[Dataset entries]

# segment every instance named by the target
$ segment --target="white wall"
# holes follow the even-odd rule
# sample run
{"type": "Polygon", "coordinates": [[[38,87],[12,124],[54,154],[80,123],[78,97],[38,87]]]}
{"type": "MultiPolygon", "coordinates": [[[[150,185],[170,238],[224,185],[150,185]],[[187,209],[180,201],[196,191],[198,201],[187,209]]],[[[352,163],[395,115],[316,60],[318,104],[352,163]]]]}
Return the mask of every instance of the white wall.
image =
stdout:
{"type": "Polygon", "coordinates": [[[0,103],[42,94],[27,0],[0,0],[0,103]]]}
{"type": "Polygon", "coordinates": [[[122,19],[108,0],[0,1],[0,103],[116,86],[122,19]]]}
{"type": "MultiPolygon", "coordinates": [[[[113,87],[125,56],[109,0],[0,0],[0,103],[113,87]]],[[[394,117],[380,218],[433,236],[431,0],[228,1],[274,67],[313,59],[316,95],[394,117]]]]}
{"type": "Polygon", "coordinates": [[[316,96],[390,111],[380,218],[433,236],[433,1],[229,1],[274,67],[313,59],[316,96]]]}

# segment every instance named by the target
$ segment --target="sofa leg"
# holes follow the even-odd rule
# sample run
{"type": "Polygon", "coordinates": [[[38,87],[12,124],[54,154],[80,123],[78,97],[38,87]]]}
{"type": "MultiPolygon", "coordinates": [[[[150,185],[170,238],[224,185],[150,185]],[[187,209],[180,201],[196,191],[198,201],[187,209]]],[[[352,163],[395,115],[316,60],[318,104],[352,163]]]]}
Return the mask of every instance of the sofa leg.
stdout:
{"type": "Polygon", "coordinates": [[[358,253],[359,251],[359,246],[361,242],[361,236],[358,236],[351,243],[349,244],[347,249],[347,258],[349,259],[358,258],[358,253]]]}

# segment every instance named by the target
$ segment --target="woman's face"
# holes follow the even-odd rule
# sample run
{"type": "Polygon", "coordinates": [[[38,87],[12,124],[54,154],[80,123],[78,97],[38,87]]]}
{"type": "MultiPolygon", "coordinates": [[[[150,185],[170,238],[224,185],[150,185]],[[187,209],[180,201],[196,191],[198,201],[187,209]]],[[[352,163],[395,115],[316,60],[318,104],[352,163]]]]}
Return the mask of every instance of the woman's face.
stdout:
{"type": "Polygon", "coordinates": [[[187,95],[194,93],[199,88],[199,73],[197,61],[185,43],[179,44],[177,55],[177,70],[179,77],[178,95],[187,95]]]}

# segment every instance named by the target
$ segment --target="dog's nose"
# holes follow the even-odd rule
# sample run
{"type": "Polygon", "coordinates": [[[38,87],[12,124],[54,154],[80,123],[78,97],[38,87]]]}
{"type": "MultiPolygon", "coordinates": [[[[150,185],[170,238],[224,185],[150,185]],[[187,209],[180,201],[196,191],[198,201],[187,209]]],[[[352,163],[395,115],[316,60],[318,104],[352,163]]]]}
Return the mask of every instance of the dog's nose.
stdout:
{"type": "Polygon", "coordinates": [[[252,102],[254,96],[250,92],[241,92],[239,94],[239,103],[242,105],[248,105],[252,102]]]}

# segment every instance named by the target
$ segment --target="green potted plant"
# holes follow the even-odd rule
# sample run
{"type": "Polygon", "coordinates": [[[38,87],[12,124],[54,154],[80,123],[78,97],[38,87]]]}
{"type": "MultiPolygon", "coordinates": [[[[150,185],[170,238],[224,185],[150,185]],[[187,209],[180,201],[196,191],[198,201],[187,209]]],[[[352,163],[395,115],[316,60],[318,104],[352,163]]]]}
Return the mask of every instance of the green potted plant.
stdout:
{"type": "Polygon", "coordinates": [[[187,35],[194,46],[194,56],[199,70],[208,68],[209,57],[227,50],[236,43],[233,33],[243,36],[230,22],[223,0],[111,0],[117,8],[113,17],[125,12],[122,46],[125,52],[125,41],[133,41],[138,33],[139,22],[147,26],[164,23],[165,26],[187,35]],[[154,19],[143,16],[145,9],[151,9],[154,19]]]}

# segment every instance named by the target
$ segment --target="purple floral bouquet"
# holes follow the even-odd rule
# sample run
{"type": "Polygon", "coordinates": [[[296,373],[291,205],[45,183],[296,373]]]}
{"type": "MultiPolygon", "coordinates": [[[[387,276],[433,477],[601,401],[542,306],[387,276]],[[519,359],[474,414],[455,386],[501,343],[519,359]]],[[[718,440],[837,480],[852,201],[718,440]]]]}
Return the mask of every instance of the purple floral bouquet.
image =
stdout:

[What to produce]
Copy all the records above precisely.

[Answer]
# segment every instance named by the target
$ segment --target="white wall"
# holes follow the even-odd rule
# sample run
{"type": "Polygon", "coordinates": [[[38,87],[12,124],[54,154],[80,123],[78,97],[38,87]]]}
{"type": "MultiPolygon", "coordinates": [[[[150,185],[170,238],[224,185],[150,185]],[[187,209],[180,201],[196,191],[198,201],[187,209]]],[[[352,163],[395,115],[316,60],[318,104],[352,163]]]]}
Return the mask of every instance of the white wall.
image =
stdout:
{"type": "Polygon", "coordinates": [[[0,103],[42,94],[27,0],[0,0],[0,103]]]}
{"type": "Polygon", "coordinates": [[[122,19],[108,0],[0,1],[0,103],[116,86],[122,19]]]}
{"type": "MultiPolygon", "coordinates": [[[[113,87],[125,56],[109,0],[0,0],[0,103],[113,87]]],[[[394,117],[380,218],[433,236],[431,0],[228,1],[274,67],[313,59],[316,95],[394,117]]]]}
{"type": "Polygon", "coordinates": [[[316,96],[390,111],[380,218],[433,236],[433,1],[229,1],[274,67],[313,59],[316,96]]]}

# segment every instance named by the target
$ segment --target="sofa leg"
# holes follow the even-odd rule
# sample run
{"type": "Polygon", "coordinates": [[[38,87],[12,124],[54,154],[80,123],[78,97],[38,87]]]}
{"type": "MultiPolygon", "coordinates": [[[[150,185],[170,238],[224,185],[150,185]],[[187,209],[180,201],[196,191],[198,201],[187,209]]],[[[352,163],[395,115],[316,60],[318,104],[352,163]]]]}
Return the mask of every instance of the sofa leg.
stdout:
{"type": "Polygon", "coordinates": [[[358,253],[359,251],[359,246],[361,242],[361,236],[358,236],[351,243],[349,244],[347,249],[347,258],[349,259],[358,258],[358,253]]]}

# segment every instance named by the target
$ segment --target="woman's face"
# holes follow the even-odd rule
# sample run
{"type": "Polygon", "coordinates": [[[38,87],[12,124],[54,154],[80,123],[78,97],[38,87]]]}
{"type": "MultiPolygon", "coordinates": [[[[150,185],[170,238],[224,185],[150,185]],[[187,209],[180,201],[196,191],[198,201],[187,209]]],[[[352,163],[395,115],[316,60],[318,104],[352,163]]]]}
Return the mask of every instance of the woman's face.
stdout:
{"type": "Polygon", "coordinates": [[[187,95],[194,93],[199,88],[199,73],[197,61],[185,43],[179,44],[177,55],[177,70],[179,77],[178,95],[187,95]]]}

# segment every instance named by the target
$ segment --target="dog's nose"
# holes follow the even-odd rule
# sample run
{"type": "Polygon", "coordinates": [[[38,87],[12,124],[54,154],[80,123],[78,97],[38,87]]]}
{"type": "MultiPolygon", "coordinates": [[[[150,185],[170,238],[224,185],[150,185]],[[187,209],[180,201],[196,191],[198,201],[187,209]]],[[[352,163],[395,115],[316,60],[318,104],[352,163]]]]}
Return the mask of every instance of the dog's nose.
stdout:
{"type": "Polygon", "coordinates": [[[252,102],[254,96],[250,92],[241,92],[239,94],[239,103],[242,105],[248,105],[252,102]]]}

# segment every instance named by the target
$ segment --target="green potted plant"
# holes follow the even-odd rule
# sample run
{"type": "Polygon", "coordinates": [[[38,87],[12,124],[54,154],[80,123],[78,97],[38,87]]]}
{"type": "MultiPolygon", "coordinates": [[[[150,185],[170,238],[224,185],[150,185]],[[187,209],[180,201],[196,191],[198,201],[187,209]]],[[[352,163],[395,115],[316,60],[318,104],[352,163]]]]}
Return the mask of every instance of the green potted plant.
stdout:
{"type": "Polygon", "coordinates": [[[187,35],[194,46],[194,56],[199,70],[208,68],[209,57],[227,50],[236,43],[233,33],[243,36],[230,22],[223,0],[111,0],[117,8],[113,17],[125,12],[122,46],[125,52],[125,41],[133,41],[138,33],[139,22],[147,26],[164,23],[165,26],[187,35]],[[154,19],[143,16],[145,9],[151,9],[154,19]]]}

# segment every instance named by the target
$ segment --target="purple floral bouquet"
# holes follow the even-odd rule
# sample run
{"type": "Polygon", "coordinates": [[[296,373],[291,205],[45,183],[296,373]]]}
{"type": "MultiPolygon", "coordinates": [[[[387,276],[433,477],[601,401],[542,306],[387,276]],[[519,359],[474,414],[455,386],[501,343],[519,359]]],[[[718,440],[837,480],[852,201],[718,440]]]]}
Return the mask of every instance of the purple floral bouquet.
image =
stdout:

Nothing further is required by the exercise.